▸ **Records to process**:
################

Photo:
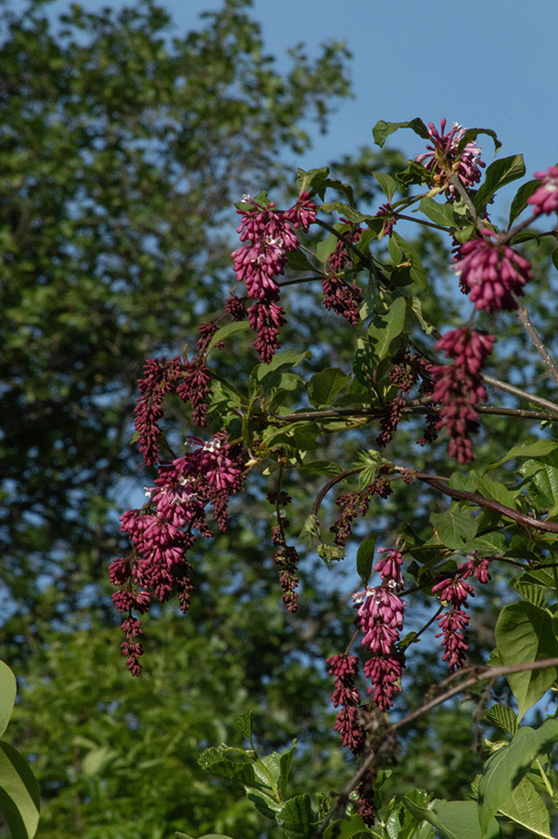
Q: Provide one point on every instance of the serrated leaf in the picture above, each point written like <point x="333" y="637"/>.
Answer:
<point x="539" y="450"/>
<point x="19" y="794"/>
<point x="438" y="213"/>
<point x="387" y="184"/>
<point x="503" y="716"/>
<point x="298" y="261"/>
<point x="365" y="558"/>
<point x="325" y="385"/>
<point x="526" y="808"/>
<point x="382" y="129"/>
<point x="524" y="633"/>
<point x="345" y="210"/>
<point x="244" y="725"/>
<point x="285" y="760"/>
<point x="498" y="174"/>
<point x="494" y="490"/>
<point x="520" y="199"/>
<point x="455" y="528"/>
<point x="504" y="770"/>
<point x="7" y="695"/>
<point x="296" y="817"/>
<point x="226" y="332"/>
<point x="386" y="327"/>
<point x="455" y="819"/>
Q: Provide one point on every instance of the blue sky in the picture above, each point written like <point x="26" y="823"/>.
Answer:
<point x="481" y="64"/>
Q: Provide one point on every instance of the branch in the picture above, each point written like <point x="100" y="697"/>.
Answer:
<point x="385" y="736"/>
<point x="525" y="321"/>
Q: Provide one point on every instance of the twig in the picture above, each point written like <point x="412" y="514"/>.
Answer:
<point x="479" y="675"/>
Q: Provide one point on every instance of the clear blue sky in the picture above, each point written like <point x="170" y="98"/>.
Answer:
<point x="484" y="63"/>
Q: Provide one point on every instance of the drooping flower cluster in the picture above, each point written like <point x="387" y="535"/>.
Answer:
<point x="458" y="387"/>
<point x="344" y="668"/>
<point x="454" y="592"/>
<point x="286" y="556"/>
<point x="190" y="380"/>
<point x="343" y="298"/>
<point x="444" y="160"/>
<point x="380" y="611"/>
<point x="492" y="274"/>
<point x="165" y="528"/>
<point x="268" y="237"/>
<point x="545" y="198"/>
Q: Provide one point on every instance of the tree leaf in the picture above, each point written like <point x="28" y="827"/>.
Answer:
<point x="386" y="327"/>
<point x="7" y="695"/>
<point x="525" y="633"/>
<point x="504" y="770"/>
<point x="503" y="716"/>
<point x="520" y="199"/>
<point x="436" y="212"/>
<point x="526" y="807"/>
<point x="382" y="129"/>
<point x="325" y="385"/>
<point x="296" y="817"/>
<point x="455" y="527"/>
<point x="498" y="174"/>
<point x="19" y="793"/>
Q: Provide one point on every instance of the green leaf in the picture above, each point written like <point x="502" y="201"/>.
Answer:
<point x="539" y="450"/>
<point x="520" y="199"/>
<point x="471" y="135"/>
<point x="298" y="261"/>
<point x="296" y="818"/>
<point x="494" y="490"/>
<point x="525" y="633"/>
<point x="498" y="174"/>
<point x="436" y="212"/>
<point x="386" y="327"/>
<point x="19" y="794"/>
<point x="7" y="695"/>
<point x="526" y="807"/>
<point x="226" y="332"/>
<point x="244" y="725"/>
<point x="365" y="558"/>
<point x="505" y="768"/>
<point x="455" y="819"/>
<point x="382" y="129"/>
<point x="325" y="385"/>
<point x="388" y="184"/>
<point x="503" y="716"/>
<point x="285" y="760"/>
<point x="416" y="269"/>
<point x="455" y="527"/>
<point x="345" y="210"/>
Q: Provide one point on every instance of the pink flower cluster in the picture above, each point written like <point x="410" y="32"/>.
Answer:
<point x="458" y="387"/>
<point x="380" y="611"/>
<point x="268" y="237"/>
<point x="190" y="380"/>
<point x="492" y="274"/>
<point x="454" y="592"/>
<point x="344" y="668"/>
<point x="545" y="198"/>
<point x="443" y="159"/>
<point x="165" y="528"/>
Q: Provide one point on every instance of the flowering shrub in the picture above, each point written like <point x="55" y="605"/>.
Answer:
<point x="431" y="378"/>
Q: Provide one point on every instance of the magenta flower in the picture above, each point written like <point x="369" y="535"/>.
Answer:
<point x="443" y="160"/>
<point x="458" y="387"/>
<point x="545" y="198"/>
<point x="492" y="274"/>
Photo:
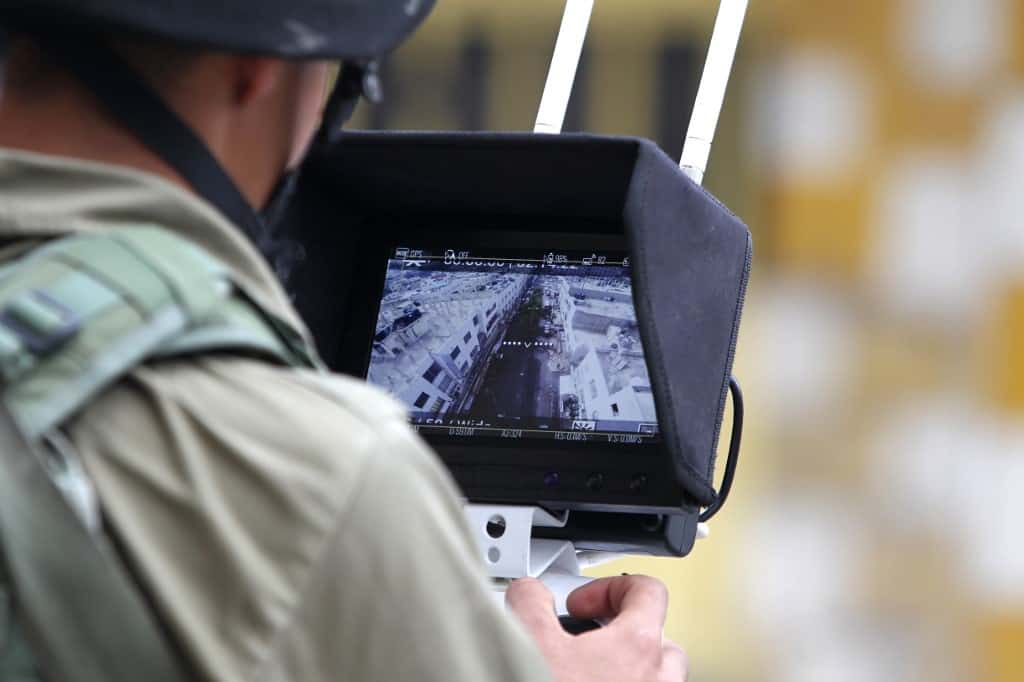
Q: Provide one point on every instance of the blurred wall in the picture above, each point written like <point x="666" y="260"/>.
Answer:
<point x="877" y="150"/>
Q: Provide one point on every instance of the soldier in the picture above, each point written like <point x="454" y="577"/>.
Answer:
<point x="283" y="523"/>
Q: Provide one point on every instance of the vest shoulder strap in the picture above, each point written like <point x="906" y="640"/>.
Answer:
<point x="79" y="313"/>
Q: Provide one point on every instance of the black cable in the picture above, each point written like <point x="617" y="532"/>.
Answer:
<point x="733" y="458"/>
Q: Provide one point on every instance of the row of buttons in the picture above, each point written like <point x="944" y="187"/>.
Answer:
<point x="595" y="481"/>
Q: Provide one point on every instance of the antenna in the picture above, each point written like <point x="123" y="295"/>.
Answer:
<point x="564" y="62"/>
<point x="711" y="94"/>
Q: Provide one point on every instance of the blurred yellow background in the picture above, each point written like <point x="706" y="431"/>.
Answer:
<point x="877" y="151"/>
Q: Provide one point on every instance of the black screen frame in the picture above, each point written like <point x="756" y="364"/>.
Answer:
<point x="629" y="477"/>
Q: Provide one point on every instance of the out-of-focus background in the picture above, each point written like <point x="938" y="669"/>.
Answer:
<point x="877" y="150"/>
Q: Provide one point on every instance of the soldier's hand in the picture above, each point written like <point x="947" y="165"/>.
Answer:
<point x="629" y="648"/>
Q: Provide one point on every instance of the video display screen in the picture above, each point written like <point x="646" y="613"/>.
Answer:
<point x="514" y="344"/>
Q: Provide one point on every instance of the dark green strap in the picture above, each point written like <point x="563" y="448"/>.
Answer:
<point x="86" y="620"/>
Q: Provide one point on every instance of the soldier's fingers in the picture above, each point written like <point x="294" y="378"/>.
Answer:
<point x="535" y="605"/>
<point x="635" y="601"/>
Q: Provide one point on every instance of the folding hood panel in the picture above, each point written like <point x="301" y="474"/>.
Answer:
<point x="690" y="255"/>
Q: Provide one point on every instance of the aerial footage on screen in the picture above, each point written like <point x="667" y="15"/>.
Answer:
<point x="514" y="346"/>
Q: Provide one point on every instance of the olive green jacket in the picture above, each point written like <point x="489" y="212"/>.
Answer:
<point x="288" y="525"/>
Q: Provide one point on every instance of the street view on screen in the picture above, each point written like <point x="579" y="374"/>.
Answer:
<point x="514" y="345"/>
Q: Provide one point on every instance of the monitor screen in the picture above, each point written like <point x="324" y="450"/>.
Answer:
<point x="513" y="343"/>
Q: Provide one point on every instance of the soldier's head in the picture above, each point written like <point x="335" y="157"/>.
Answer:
<point x="223" y="96"/>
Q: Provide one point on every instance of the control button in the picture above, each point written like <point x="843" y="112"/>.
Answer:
<point x="638" y="483"/>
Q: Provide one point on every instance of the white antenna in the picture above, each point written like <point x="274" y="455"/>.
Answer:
<point x="564" y="62"/>
<point x="711" y="94"/>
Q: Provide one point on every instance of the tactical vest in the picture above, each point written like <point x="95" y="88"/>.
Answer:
<point x="76" y="315"/>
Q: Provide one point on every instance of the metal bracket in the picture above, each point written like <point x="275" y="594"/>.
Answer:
<point x="505" y="536"/>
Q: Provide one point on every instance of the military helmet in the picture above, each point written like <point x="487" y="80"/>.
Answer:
<point x="357" y="32"/>
<point x="299" y="29"/>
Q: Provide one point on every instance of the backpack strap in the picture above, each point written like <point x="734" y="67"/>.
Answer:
<point x="81" y="312"/>
<point x="78" y="608"/>
<point x="76" y="315"/>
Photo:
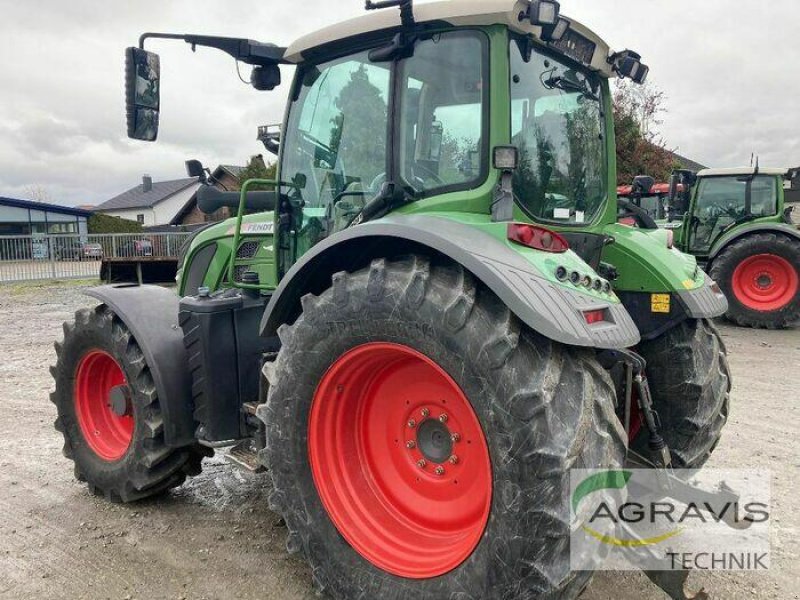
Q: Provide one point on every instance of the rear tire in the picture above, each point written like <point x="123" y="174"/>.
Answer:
<point x="690" y="381"/>
<point x="122" y="457"/>
<point x="760" y="275"/>
<point x="541" y="407"/>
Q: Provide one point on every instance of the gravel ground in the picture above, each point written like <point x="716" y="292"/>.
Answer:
<point x="215" y="537"/>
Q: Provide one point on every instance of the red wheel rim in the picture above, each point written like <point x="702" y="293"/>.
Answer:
<point x="107" y="433"/>
<point x="377" y="450"/>
<point x="765" y="282"/>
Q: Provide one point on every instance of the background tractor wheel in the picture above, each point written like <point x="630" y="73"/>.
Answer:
<point x="690" y="381"/>
<point x="420" y="439"/>
<point x="109" y="414"/>
<point x="760" y="275"/>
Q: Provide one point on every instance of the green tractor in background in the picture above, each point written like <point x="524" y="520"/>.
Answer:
<point x="426" y="324"/>
<point x="738" y="225"/>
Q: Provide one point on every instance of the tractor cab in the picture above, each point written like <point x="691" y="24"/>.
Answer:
<point x="721" y="200"/>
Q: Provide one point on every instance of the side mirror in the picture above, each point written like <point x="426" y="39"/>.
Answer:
<point x="265" y="78"/>
<point x="673" y="188"/>
<point x="194" y="168"/>
<point x="642" y="184"/>
<point x="142" y="93"/>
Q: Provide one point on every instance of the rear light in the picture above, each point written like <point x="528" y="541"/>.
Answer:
<point x="536" y="237"/>
<point x="595" y="316"/>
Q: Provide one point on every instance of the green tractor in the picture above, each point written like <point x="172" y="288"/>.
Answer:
<point x="429" y="319"/>
<point x="738" y="225"/>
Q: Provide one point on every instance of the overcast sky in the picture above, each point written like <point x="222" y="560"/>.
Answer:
<point x="729" y="69"/>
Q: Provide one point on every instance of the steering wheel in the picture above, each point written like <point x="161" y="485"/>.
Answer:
<point x="430" y="174"/>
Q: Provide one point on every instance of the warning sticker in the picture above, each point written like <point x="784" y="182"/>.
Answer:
<point x="660" y="303"/>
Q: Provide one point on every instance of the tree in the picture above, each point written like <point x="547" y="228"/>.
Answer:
<point x="358" y="132"/>
<point x="257" y="169"/>
<point x="640" y="148"/>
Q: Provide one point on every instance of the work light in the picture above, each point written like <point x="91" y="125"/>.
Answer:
<point x="629" y="64"/>
<point x="543" y="13"/>
<point x="555" y="33"/>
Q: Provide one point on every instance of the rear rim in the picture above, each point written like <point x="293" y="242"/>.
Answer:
<point x="765" y="282"/>
<point x="102" y="405"/>
<point x="400" y="461"/>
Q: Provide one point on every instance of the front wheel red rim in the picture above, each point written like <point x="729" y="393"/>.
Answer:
<point x="765" y="282"/>
<point x="400" y="461"/>
<point x="106" y="432"/>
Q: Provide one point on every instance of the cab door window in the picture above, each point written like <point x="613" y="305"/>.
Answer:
<point x="442" y="104"/>
<point x="336" y="139"/>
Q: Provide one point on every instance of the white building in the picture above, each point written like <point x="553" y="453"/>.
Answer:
<point x="23" y="217"/>
<point x="152" y="202"/>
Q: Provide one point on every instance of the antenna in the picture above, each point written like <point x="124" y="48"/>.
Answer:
<point x="406" y="9"/>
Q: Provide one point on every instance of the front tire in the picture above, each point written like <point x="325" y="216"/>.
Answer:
<point x="760" y="275"/>
<point x="690" y="381"/>
<point x="406" y="341"/>
<point x="109" y="412"/>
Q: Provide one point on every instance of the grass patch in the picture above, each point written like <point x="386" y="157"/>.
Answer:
<point x="30" y="287"/>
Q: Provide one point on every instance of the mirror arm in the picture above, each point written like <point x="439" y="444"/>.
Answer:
<point x="246" y="51"/>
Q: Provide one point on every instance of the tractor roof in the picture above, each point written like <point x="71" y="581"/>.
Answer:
<point x="454" y="12"/>
<point x="742" y="172"/>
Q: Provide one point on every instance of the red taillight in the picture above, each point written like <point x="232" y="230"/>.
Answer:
<point x="538" y="238"/>
<point x="594" y="316"/>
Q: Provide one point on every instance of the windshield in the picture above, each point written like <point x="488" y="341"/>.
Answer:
<point x="557" y="123"/>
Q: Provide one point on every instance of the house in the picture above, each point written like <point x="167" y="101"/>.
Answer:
<point x="225" y="177"/>
<point x="24" y="217"/>
<point x="152" y="202"/>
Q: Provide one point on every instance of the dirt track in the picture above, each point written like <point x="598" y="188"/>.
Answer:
<point x="216" y="538"/>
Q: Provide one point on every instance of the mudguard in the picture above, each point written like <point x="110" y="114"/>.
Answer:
<point x="706" y="302"/>
<point x="741" y="232"/>
<point x="151" y="313"/>
<point x="554" y="311"/>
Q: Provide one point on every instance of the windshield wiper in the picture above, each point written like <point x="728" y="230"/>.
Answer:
<point x="567" y="85"/>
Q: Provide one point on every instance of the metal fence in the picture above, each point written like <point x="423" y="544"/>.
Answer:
<point x="41" y="257"/>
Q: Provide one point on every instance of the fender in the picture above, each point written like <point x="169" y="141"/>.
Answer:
<point x="753" y="228"/>
<point x="151" y="313"/>
<point x="554" y="311"/>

################

▸ **Brief**:
Every line above that includes the string "windshield" needs to be copied.

▸ **Exercise solution**:
Q: Provide one point on every instance of the windshield in the picture above, each point written like <point x="488" y="341"/>.
Q: Provide one point on every instance of the windshield wiper in the picture above, each point written like <point x="728" y="230"/>.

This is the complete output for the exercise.